Work order:
Would you please copy every line from the records that contains the word "grass"?

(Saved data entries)

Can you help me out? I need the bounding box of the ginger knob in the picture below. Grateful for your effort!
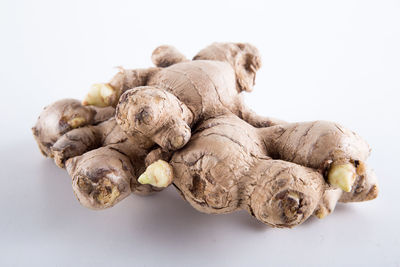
[138,160,173,188]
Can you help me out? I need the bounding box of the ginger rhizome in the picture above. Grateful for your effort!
[33,99,171,209]
[33,42,378,228]
[171,116,377,227]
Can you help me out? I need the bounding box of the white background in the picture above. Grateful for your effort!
[1,0,399,266]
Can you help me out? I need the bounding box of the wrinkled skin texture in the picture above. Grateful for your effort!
[115,43,283,151]
[171,115,377,227]
[32,99,115,157]
[33,99,162,209]
[111,43,378,227]
[33,43,378,227]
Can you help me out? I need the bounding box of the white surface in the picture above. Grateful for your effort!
[1,0,399,266]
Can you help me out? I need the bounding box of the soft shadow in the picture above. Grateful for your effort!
[6,138,341,247]
[11,138,269,236]
[0,138,85,240]
[130,187,268,238]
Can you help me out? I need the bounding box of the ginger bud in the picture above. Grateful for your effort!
[328,163,356,192]
[83,83,115,107]
[138,160,173,188]
[67,117,86,128]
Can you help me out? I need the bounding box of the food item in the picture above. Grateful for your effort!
[33,42,378,227]
[169,116,377,227]
[114,42,377,227]
[138,160,173,188]
[32,99,114,157]
[32,99,171,209]
[113,43,285,152]
[86,43,283,150]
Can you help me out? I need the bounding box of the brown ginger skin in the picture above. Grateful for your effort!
[84,42,281,151]
[32,99,114,157]
[33,99,164,209]
[113,43,283,151]
[109,43,377,226]
[33,42,379,227]
[151,45,188,67]
[170,115,378,227]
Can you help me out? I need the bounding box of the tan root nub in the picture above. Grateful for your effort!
[32,99,114,158]
[314,187,342,219]
[328,163,357,192]
[152,45,187,67]
[138,160,173,188]
[83,83,116,107]
[116,87,193,151]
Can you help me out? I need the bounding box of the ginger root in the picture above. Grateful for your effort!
[168,115,378,227]
[33,99,164,209]
[33,42,378,228]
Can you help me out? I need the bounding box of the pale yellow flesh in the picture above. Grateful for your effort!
[138,160,173,188]
[315,207,328,219]
[97,185,120,206]
[328,163,356,192]
[67,117,86,128]
[83,83,115,107]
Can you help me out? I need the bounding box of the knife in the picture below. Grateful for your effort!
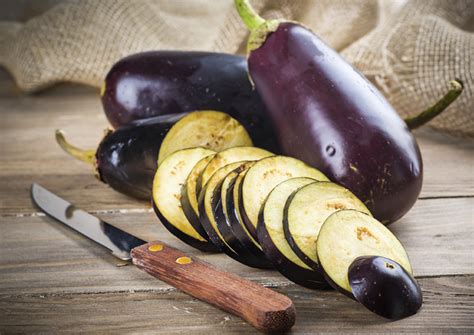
[31,183,295,332]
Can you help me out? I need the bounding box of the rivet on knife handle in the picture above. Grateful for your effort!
[132,241,296,332]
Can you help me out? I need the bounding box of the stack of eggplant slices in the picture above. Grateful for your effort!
[153,111,422,321]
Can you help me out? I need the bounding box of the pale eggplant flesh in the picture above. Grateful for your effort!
[283,181,371,270]
[316,210,412,297]
[240,155,328,240]
[152,147,218,252]
[215,168,272,268]
[158,111,253,164]
[181,154,216,236]
[257,177,330,289]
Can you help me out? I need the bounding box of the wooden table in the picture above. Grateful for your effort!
[1,68,473,333]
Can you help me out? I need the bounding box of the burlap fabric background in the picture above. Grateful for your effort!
[0,0,472,136]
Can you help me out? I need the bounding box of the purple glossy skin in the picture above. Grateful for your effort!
[248,23,423,223]
[349,256,422,320]
[96,113,185,200]
[257,208,329,289]
[102,51,279,153]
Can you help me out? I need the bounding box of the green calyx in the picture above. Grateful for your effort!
[55,129,96,165]
[234,0,284,53]
[247,19,282,53]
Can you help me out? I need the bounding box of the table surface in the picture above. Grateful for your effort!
[0,69,473,334]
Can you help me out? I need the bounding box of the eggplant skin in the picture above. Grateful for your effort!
[256,209,330,289]
[96,113,185,200]
[349,256,422,320]
[152,202,218,253]
[225,173,267,258]
[102,51,279,153]
[212,180,273,269]
[248,23,423,223]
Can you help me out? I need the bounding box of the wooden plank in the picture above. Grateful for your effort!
[1,85,473,215]
[415,129,474,198]
[1,198,472,297]
[1,275,473,333]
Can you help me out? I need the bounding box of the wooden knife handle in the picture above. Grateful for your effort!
[131,241,295,332]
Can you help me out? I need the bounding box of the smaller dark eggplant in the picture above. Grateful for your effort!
[56,113,186,200]
[57,111,256,200]
[349,256,423,320]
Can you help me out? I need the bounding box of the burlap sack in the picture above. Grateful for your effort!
[0,0,472,136]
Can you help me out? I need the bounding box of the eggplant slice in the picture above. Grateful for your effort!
[240,155,329,239]
[199,161,252,251]
[199,161,270,268]
[216,169,245,249]
[217,167,272,268]
[258,177,329,289]
[317,210,412,296]
[349,256,422,320]
[283,182,371,270]
[158,111,253,164]
[197,146,273,196]
[181,154,216,234]
[225,169,264,254]
[152,147,217,251]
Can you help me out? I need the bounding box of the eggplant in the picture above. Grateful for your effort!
[257,177,329,289]
[316,210,412,297]
[158,111,254,165]
[152,147,218,252]
[199,161,251,252]
[217,167,271,266]
[283,181,371,270]
[195,146,273,197]
[181,154,216,235]
[240,155,328,240]
[224,168,265,256]
[235,0,463,224]
[56,113,185,200]
[56,111,253,200]
[199,161,271,268]
[101,51,279,153]
[349,256,422,320]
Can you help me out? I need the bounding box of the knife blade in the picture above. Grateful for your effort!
[30,183,295,332]
[31,183,145,260]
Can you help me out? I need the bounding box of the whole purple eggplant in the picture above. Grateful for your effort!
[235,0,462,223]
[101,51,279,153]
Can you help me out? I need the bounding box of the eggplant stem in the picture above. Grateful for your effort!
[234,0,265,31]
[405,79,464,130]
[55,129,96,165]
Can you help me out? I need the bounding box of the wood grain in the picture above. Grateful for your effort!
[131,242,295,332]
[1,276,473,333]
[0,198,472,298]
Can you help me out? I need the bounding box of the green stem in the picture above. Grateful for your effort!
[234,0,265,31]
[405,79,464,130]
[55,129,96,165]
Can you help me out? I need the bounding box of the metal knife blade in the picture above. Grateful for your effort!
[31,183,146,260]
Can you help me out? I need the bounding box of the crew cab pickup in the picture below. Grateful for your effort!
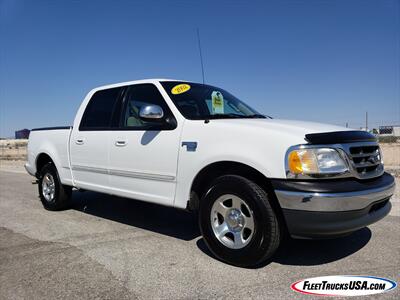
[25,79,395,267]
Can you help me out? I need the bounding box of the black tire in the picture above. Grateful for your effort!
[38,162,72,210]
[199,175,280,267]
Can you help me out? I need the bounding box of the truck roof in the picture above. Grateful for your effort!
[92,78,188,92]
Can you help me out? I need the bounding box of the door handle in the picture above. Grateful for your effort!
[115,140,127,147]
[75,138,85,145]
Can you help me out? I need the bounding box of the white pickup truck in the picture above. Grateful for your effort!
[26,79,395,267]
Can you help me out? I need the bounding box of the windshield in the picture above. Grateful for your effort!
[161,81,266,120]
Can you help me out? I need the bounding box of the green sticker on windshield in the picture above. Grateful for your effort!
[211,91,224,114]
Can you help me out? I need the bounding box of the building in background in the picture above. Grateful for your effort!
[379,125,400,137]
[15,129,30,139]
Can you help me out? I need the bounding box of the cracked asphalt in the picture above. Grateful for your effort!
[0,169,399,299]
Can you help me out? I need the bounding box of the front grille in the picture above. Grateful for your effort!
[345,143,383,179]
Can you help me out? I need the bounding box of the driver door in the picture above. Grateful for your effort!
[107,83,181,206]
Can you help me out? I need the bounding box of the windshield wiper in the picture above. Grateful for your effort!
[204,113,267,121]
[242,114,267,119]
[206,113,245,119]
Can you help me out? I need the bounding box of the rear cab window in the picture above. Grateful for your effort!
[79,87,123,130]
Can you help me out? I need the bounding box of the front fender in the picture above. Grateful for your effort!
[173,120,308,208]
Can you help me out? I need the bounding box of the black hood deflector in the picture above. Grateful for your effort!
[305,130,377,144]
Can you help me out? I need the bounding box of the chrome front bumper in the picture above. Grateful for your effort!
[272,173,395,238]
[275,181,395,212]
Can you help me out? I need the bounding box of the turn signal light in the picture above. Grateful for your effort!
[288,151,303,174]
[288,149,319,174]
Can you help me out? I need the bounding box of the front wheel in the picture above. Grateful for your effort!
[38,162,72,210]
[199,175,281,267]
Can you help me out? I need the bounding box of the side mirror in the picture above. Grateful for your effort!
[139,105,164,120]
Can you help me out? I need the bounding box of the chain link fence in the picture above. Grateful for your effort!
[340,121,400,143]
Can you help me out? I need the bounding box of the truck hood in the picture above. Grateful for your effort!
[181,118,353,179]
[209,118,349,143]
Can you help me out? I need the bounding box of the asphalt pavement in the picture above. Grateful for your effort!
[0,169,399,299]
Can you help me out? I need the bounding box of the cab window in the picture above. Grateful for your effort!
[80,87,122,130]
[121,84,175,130]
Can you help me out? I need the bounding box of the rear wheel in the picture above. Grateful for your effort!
[199,175,280,267]
[38,162,72,210]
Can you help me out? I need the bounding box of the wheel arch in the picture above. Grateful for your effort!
[189,161,283,215]
[35,152,55,177]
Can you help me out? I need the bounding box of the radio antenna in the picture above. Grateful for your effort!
[196,28,205,84]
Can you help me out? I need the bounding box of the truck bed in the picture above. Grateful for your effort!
[26,127,73,186]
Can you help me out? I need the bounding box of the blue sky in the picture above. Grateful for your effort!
[0,0,399,137]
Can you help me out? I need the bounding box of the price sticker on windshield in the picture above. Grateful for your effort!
[211,91,224,114]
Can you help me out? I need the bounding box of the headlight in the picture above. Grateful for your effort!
[287,148,348,177]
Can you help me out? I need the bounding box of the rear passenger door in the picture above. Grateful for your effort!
[70,87,123,192]
[107,83,181,206]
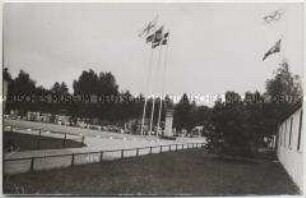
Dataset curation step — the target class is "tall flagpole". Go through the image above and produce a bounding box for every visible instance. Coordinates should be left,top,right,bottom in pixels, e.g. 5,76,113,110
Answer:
156,46,165,136
157,34,169,136
149,96,155,135
156,98,163,136
150,44,163,135
141,46,154,135
140,97,148,135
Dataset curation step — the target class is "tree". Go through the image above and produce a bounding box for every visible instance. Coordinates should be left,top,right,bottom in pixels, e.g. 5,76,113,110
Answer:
51,82,61,93
164,94,174,108
6,70,37,115
210,92,250,155
3,67,12,82
98,72,118,96
225,91,242,105
264,60,303,134
72,69,121,123
73,69,99,94
173,94,193,133
10,70,36,95
265,60,302,105
51,81,69,94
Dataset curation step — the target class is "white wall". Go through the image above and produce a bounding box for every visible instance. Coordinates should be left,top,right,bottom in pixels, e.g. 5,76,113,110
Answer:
164,110,174,137
277,107,303,193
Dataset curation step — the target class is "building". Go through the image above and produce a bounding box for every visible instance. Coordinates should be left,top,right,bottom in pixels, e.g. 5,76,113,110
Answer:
277,102,303,193
164,109,174,137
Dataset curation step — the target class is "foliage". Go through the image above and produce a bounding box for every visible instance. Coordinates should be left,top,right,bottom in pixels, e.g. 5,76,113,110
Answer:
205,61,303,157
173,94,193,132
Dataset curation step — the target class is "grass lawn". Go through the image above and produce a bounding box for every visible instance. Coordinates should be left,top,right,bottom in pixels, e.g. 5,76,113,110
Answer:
3,149,299,196
3,132,86,152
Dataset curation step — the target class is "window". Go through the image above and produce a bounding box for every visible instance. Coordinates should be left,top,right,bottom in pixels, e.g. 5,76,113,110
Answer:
297,110,303,151
288,117,293,149
279,125,283,146
283,121,287,147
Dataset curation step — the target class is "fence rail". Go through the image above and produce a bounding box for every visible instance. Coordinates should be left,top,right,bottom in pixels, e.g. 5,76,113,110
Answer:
4,142,206,174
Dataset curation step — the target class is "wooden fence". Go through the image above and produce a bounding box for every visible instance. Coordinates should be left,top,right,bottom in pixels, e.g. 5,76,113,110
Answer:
4,142,206,174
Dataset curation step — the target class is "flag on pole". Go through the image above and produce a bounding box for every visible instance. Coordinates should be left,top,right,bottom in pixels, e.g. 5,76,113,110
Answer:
161,32,169,45
263,9,284,24
138,16,158,37
152,26,164,47
146,34,155,43
145,26,169,48
262,39,281,61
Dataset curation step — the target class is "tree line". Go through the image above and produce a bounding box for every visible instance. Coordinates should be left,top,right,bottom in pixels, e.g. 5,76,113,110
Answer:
3,60,302,156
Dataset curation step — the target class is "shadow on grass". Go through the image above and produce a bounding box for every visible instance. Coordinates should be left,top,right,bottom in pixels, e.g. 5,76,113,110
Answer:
3,132,86,152
3,149,300,196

Response area:
Dataset curation step — the target class is "grass lawn". Go through the image above and produce a bounding box for every visible instance. Coordinates should be left,top,right,bottom in pixels, e.g. 5,76,113,110
Dataset curation step — the target class is "shadow on grass". Go through the image above and produce a bounding box for every visible instance. Coordinates should be left,top,right,bottom in pixels, e.g. 5,76,113,110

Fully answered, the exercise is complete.